In the rows below, copy out word for word the lines starting at the one that contains "Target: fluffy white fur blanket" and ending at the last line of the rows, with both of those lines included.
───── Task data ─────
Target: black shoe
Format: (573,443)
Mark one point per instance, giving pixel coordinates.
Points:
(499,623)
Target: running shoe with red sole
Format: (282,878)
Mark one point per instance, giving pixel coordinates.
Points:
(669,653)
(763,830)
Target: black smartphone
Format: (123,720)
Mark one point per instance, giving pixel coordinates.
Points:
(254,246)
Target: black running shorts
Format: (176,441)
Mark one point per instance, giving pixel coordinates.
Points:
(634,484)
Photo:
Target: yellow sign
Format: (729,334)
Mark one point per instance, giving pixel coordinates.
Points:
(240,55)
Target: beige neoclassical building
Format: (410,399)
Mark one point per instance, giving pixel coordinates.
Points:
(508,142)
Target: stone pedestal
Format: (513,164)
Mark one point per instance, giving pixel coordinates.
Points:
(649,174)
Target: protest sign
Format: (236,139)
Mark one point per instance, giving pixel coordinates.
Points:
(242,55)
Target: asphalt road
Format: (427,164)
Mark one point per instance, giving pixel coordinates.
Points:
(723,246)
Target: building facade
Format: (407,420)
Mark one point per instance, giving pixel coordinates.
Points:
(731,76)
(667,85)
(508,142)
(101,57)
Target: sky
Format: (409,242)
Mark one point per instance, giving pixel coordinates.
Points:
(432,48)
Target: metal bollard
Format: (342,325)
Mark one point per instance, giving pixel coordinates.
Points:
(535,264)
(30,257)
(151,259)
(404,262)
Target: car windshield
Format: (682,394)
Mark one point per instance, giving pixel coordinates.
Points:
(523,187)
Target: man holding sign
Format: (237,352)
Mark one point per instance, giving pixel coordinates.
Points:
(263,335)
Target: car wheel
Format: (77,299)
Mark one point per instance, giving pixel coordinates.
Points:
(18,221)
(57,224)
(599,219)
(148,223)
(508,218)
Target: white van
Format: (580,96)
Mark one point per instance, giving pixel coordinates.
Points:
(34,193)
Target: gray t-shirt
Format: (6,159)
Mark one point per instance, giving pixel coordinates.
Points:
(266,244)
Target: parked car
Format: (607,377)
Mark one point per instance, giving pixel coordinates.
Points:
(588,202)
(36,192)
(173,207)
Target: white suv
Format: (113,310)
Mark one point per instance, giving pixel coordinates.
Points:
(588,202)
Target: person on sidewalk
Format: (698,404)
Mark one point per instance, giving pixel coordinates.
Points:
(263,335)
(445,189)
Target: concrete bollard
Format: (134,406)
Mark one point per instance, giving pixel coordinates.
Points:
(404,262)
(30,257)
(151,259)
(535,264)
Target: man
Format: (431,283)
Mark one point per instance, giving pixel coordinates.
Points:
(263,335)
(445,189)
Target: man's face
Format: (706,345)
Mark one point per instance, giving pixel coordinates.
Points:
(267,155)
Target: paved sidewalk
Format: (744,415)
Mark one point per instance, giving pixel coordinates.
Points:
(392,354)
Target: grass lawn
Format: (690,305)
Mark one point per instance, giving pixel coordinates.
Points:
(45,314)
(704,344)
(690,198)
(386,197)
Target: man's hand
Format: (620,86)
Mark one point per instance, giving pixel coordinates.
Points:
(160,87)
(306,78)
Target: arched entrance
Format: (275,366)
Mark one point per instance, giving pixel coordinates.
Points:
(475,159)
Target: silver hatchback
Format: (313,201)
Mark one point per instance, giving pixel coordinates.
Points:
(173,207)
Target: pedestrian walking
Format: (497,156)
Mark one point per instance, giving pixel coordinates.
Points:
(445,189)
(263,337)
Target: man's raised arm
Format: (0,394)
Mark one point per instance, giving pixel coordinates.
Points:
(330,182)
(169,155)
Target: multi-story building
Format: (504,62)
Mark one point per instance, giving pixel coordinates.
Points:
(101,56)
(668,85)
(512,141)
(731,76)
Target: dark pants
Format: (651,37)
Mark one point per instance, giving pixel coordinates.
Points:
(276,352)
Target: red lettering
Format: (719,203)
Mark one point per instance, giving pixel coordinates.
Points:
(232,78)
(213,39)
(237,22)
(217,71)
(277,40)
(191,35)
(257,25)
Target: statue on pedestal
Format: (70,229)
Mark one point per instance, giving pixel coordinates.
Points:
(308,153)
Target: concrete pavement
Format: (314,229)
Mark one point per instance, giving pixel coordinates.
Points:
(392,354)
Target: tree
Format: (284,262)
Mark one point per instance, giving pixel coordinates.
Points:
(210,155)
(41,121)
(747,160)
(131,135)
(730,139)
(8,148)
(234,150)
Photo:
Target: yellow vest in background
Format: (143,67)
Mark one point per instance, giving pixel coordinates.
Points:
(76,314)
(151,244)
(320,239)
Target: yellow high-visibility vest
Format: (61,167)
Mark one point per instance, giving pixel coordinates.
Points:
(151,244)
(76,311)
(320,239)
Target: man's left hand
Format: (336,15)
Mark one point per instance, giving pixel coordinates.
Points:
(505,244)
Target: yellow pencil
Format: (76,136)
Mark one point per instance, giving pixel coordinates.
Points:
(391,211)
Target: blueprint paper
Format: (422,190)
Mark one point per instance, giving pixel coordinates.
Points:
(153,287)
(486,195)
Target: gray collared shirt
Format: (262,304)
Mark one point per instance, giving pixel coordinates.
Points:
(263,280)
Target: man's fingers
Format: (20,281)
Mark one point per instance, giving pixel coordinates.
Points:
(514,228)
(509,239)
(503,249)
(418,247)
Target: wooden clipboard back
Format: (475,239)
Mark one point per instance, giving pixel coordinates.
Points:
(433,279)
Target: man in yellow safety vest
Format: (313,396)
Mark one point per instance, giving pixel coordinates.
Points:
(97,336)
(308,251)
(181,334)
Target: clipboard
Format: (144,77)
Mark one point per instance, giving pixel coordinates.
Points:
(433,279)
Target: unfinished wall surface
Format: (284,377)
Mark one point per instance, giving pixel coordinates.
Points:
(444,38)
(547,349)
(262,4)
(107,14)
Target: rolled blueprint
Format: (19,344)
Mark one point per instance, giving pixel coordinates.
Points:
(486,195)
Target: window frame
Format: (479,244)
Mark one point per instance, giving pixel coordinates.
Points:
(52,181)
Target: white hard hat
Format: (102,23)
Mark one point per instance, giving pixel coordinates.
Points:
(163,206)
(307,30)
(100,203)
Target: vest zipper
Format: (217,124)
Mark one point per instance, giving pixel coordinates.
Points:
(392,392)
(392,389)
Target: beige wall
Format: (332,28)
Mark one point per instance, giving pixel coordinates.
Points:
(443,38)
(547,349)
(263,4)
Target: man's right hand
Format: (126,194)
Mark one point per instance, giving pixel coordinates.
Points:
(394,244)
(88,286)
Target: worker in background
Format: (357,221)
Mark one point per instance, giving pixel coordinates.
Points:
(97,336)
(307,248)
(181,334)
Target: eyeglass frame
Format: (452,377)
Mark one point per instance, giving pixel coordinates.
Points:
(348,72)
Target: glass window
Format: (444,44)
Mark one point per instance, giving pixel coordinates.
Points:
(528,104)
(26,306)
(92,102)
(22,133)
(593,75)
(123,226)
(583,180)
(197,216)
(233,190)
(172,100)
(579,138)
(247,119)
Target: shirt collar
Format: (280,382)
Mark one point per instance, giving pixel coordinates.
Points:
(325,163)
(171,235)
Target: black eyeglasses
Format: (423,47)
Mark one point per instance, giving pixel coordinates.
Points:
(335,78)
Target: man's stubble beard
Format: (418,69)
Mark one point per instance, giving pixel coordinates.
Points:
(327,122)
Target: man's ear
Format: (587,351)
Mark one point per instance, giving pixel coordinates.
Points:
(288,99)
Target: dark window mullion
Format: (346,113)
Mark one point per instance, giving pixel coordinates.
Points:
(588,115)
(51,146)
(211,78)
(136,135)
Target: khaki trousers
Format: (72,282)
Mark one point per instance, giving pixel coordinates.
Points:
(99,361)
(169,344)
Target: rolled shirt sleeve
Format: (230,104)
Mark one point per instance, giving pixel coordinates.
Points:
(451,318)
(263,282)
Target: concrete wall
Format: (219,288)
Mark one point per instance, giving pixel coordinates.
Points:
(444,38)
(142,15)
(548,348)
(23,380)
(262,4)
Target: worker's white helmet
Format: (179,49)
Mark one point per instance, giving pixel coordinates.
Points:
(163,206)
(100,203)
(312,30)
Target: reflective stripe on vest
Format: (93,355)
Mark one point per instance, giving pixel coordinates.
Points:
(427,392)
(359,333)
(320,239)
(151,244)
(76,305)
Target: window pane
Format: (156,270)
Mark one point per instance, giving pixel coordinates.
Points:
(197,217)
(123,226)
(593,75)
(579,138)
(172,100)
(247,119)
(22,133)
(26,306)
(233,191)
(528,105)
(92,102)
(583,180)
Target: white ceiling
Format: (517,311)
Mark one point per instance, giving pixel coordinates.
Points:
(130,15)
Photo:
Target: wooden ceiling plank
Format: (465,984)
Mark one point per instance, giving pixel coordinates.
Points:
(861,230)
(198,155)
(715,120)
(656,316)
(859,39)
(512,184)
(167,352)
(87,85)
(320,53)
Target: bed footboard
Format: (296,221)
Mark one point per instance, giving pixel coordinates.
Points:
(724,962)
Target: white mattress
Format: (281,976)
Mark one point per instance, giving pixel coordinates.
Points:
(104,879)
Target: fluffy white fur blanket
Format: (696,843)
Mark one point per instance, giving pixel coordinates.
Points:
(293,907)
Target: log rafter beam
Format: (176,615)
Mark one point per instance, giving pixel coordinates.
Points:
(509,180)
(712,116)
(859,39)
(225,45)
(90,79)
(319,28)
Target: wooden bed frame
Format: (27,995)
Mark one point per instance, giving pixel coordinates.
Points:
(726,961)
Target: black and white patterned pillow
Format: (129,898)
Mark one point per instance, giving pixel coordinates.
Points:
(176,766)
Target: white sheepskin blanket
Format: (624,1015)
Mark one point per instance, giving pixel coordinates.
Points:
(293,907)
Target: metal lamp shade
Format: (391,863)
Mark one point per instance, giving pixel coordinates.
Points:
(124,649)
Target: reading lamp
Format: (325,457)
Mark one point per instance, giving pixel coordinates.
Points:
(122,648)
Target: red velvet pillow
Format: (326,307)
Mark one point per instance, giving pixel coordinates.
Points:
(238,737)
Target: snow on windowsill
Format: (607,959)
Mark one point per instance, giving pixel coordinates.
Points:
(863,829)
─────
> [Complete response]:
Target: fluffy white fur blanket
Format: (696,843)
Mark one point per instance, giving pixel coordinates.
Points:
(293,907)
Target: log rafter beam
Format: (176,615)
Mark one point per instance, giving pixel coordinates.
Points:
(509,180)
(712,116)
(859,39)
(225,45)
(90,79)
(319,28)
Target: wooden bed frame
Format: (27,995)
Mark one point per instance, giving pixel coordinates.
Points:
(726,961)
Target: black and white patterned pillow
Format: (129,898)
Mark one point per instance, giving pixel coordinates.
Points:
(176,766)
Target: white sheepskin blanket
Format: (624,1015)
Mark one point per instance, giving pixel coordinates.
Points:
(293,907)
Target: metal lamp shade
Format: (391,863)
Mark one point per instance, giving pixel coordinates.
Points:
(124,649)
Target: reading lamp
Format: (325,457)
Mark one point per instance, giving pixel coordinates.
Points:
(122,648)
Target: red velvet pillow
Format: (326,307)
Mark one point per instance, giving pixel coordinates.
Points:
(238,737)
Target: snow on windowsill
Format: (607,959)
Mark one point per instance, giving pixel coordinates.
Points:
(863,829)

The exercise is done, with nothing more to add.